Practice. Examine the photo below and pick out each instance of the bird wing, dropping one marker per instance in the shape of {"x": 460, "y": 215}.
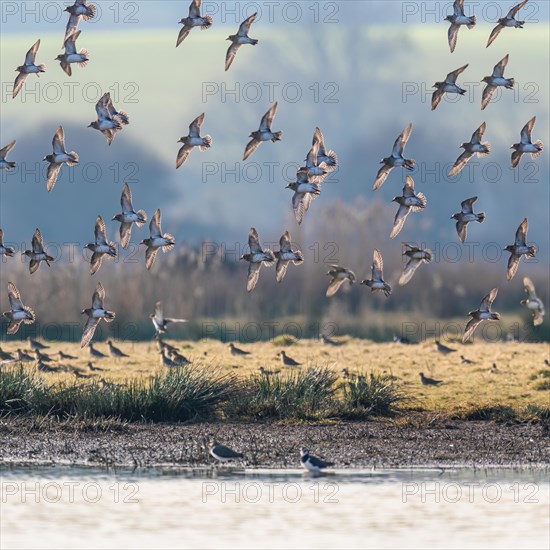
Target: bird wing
{"x": 18, "y": 84}
{"x": 377, "y": 265}
{"x": 251, "y": 146}
{"x": 494, "y": 33}
{"x": 37, "y": 242}
{"x": 31, "y": 54}
{"x": 5, "y": 150}
{"x": 382, "y": 176}
{"x": 527, "y": 130}
{"x": 470, "y": 327}
{"x": 230, "y": 55}
{"x": 333, "y": 286}
{"x": 195, "y": 126}
{"x": 401, "y": 141}
{"x": 467, "y": 205}
{"x": 88, "y": 332}
{"x": 183, "y": 154}
{"x": 126, "y": 199}
{"x": 399, "y": 220}
{"x": 154, "y": 225}
{"x": 267, "y": 119}
{"x": 245, "y": 25}
{"x": 498, "y": 70}
{"x": 452, "y": 76}
{"x": 412, "y": 265}
{"x": 254, "y": 241}
{"x": 487, "y": 302}
{"x": 14, "y": 298}
{"x": 521, "y": 233}
{"x": 452, "y": 36}
{"x": 487, "y": 95}
{"x": 253, "y": 275}
{"x": 98, "y": 297}
{"x": 100, "y": 231}
{"x": 460, "y": 162}
{"x": 529, "y": 288}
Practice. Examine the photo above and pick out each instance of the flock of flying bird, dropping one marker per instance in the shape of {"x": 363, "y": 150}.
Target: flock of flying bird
{"x": 319, "y": 163}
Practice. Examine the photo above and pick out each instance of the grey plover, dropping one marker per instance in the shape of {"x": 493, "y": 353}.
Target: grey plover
{"x": 237, "y": 40}
{"x": 107, "y": 122}
{"x": 79, "y": 10}
{"x": 471, "y": 148}
{"x": 396, "y": 158}
{"x": 192, "y": 140}
{"x": 416, "y": 257}
{"x": 448, "y": 86}
{"x": 533, "y": 302}
{"x": 305, "y": 190}
{"x": 428, "y": 381}
{"x": 101, "y": 246}
{"x": 465, "y": 216}
{"x": 5, "y": 250}
{"x": 377, "y": 282}
{"x": 508, "y": 21}
{"x": 95, "y": 314}
{"x": 28, "y": 68}
{"x": 194, "y": 19}
{"x": 37, "y": 254}
{"x": 223, "y": 453}
{"x": 237, "y": 352}
{"x": 457, "y": 19}
{"x": 256, "y": 257}
{"x": 263, "y": 133}
{"x": 519, "y": 249}
{"x": 128, "y": 216}
{"x": 35, "y": 344}
{"x": 484, "y": 312}
{"x": 526, "y": 145}
{"x": 323, "y": 156}
{"x": 6, "y": 164}
{"x": 495, "y": 80}
{"x": 285, "y": 255}
{"x": 339, "y": 275}
{"x": 287, "y": 361}
{"x": 115, "y": 352}
{"x": 59, "y": 157}
{"x": 407, "y": 202}
{"x": 312, "y": 463}
{"x": 160, "y": 322}
{"x": 157, "y": 240}
{"x": 19, "y": 313}
{"x": 443, "y": 349}
{"x": 71, "y": 55}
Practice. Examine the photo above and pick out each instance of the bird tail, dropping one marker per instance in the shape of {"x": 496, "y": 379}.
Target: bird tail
{"x": 93, "y": 9}
{"x": 74, "y": 159}
{"x": 142, "y": 218}
{"x": 487, "y": 146}
{"x": 540, "y": 147}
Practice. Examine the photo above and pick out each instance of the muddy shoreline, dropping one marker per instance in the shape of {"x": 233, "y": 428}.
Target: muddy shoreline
{"x": 378, "y": 444}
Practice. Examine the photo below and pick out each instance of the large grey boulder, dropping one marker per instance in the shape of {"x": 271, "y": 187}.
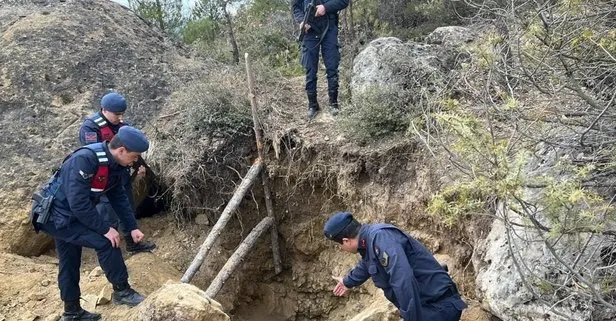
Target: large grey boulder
{"x": 527, "y": 273}
{"x": 178, "y": 302}
{"x": 391, "y": 63}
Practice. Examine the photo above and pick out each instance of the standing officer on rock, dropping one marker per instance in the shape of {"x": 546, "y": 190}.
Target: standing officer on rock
{"x": 65, "y": 209}
{"x": 101, "y": 127}
{"x": 320, "y": 34}
{"x": 398, "y": 264}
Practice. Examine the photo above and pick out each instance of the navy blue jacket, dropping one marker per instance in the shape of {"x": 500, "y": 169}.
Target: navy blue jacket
{"x": 75, "y": 201}
{"x": 401, "y": 266}
{"x": 332, "y": 7}
{"x": 90, "y": 133}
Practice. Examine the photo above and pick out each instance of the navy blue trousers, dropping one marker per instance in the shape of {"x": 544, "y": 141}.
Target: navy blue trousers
{"x": 449, "y": 309}
{"x": 330, "y": 49}
{"x": 106, "y": 210}
{"x": 69, "y": 242}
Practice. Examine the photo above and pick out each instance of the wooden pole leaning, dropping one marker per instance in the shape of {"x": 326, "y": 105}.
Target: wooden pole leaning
{"x": 264, "y": 177}
{"x": 233, "y": 204}
{"x": 238, "y": 256}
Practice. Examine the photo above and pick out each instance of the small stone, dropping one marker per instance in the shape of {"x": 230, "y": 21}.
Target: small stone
═══
### PROBLEM DESCRIPTION
Write out each line above that contains the word "below".

### TASK ANSWER
Practice. Examine the photo below and pick out each instance of the bird wing, dropping one marker per instance in the shape of {"x": 460, "y": 215}.
Practice. Examine the photo below and pick out each instance of the large grey boulder, dropping one marker per instance in the shape of {"x": 271, "y": 187}.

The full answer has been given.